◆ Tekst do czytania ◆
+++

Czas na zmianę
Dlaczego, ach dlaczego to zrobiliście?!
Dlaczego białe tło zamiast ciemnego?
Dlaczego duże zdjęcia miast małych?
Dlaczego tak nieregularnie i dlaczego nie tak często?
Dlaczego teraz my, a nie tylko oni?
No bo tak.
W życiu każdego portalu nadchodzi taki moment, że dla ich właścicieli/twórców potrzebne są jakieś zmiany. Czasem są symboliczne, ledwo zauważalne, czasem zdecydowanie bardziej widoczne i odczuwalne. Dlaczego są potrzebne? Odpowiedź “bo tak” nie jest wcale aż taka głupia i nie dowodzi wcale jakiejś ignorancji. Być może chodzi o prostą konstrukcję psychologiczną (nas, KMF) skłaniającą do budowy czegoś nowego, innego niż dotychczas; być może poddajemy się mimowolnie wymaganiom współczesnych internetów, starając się zachować jednocześnie tożsamość, która niekoniecznie jest tożsama z czarnym tłem pod białym tekstem, ale jest czymś głębszym i czymś, co w jakiś sposób odróżnia nas od setek innych portali.
Po prostu chcieliśmy się zmienić. Tak jak kobiety zmieniają od czasu do czasu kolor włosów, jak faceci zapuszczają co jakiś czas wąs i brodę; jak zmiana wysłużonego obuwia i wymiana szczotki do zębów; jak schowanie starego swetra do szafy i wyciągnięcie z opakowania nowej koszuli.

+++

◆ Dane źródłowe ◆
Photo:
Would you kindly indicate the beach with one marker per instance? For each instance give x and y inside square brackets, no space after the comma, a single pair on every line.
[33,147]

+++

◆ Treść zadania 1 ◆
Jakie porównania z codziennego życia przywołano w tekście o zmianach w portalu, by zilustrować chęć zmiany? Wymień wszystkie.
◆ Treść zadania 2 ◆
Dopisz dalszy ciąg tekstu o zmianach w portalu, zaczynając po jego ostatnim zdaniu.

◆ Rozwiązanie 1 ◆
- kobiety, które od czasu do czasu zmieniają kolor włosów
- faceci, którzy co jakiś czas zapuszczają wąs i brodę
- zmiana wysłużonego obuwia
- wymiana szczotki do zębów
- schowanie starego swetra do szafy i wyciągnięcie z opakowania nowej koszuli

◆ Rozwiązanie 2 ◆
To zmiana higieniczna dla duszy (szczególnie naszej, redakcyjnej) i ciała (aby się wszystkim lepiej czytało, widziało). Czy inny layout to zapowiedź kolejnych zmian? Trochę tak, a trochę nie, ergo: na widoczne bolączki i wtopy szykujemy recepty, a to, co jest doceniane, chcemy kontynuować. W jaki sposób? Prawdopodobnie zauważyliście, że przestaliśmy się ścigać na ilość informacji i najzwyczajniej w świecie zajęliśmy się tylko publicystyką. To jeden z oczywistych kierunków i jemu pozostaniemy wierni, tym bardziej, że jest to niejako efekt możliwości redakcyjnych. Część z Was, Czytelników, zna nas osobiście, a ci, którzy nie znają, muszą zdać sobie sprawę z tego, że nie jesteśmy zawodowymi dziennikarzami, krytykami, a strona KMF nie jest jakimkolwiek źródłem utrzymania (reklamy służą opłatom za serwer). Jesteśmy kinomanami, pasjonatami filmu (i seriali – to coraz ważniejsze), zawodowo i w tak zwanej rzeczywistości stoimy daleko od filmu. Pisząc dla Was, robimy to z czystej miłości do X Muzy i przekonania, że to, co piszemy, czytają dziesiątki tysięcy ludzi (tak, tak!).
Łechce to próżność i niech dalej łechce.
No bo tak.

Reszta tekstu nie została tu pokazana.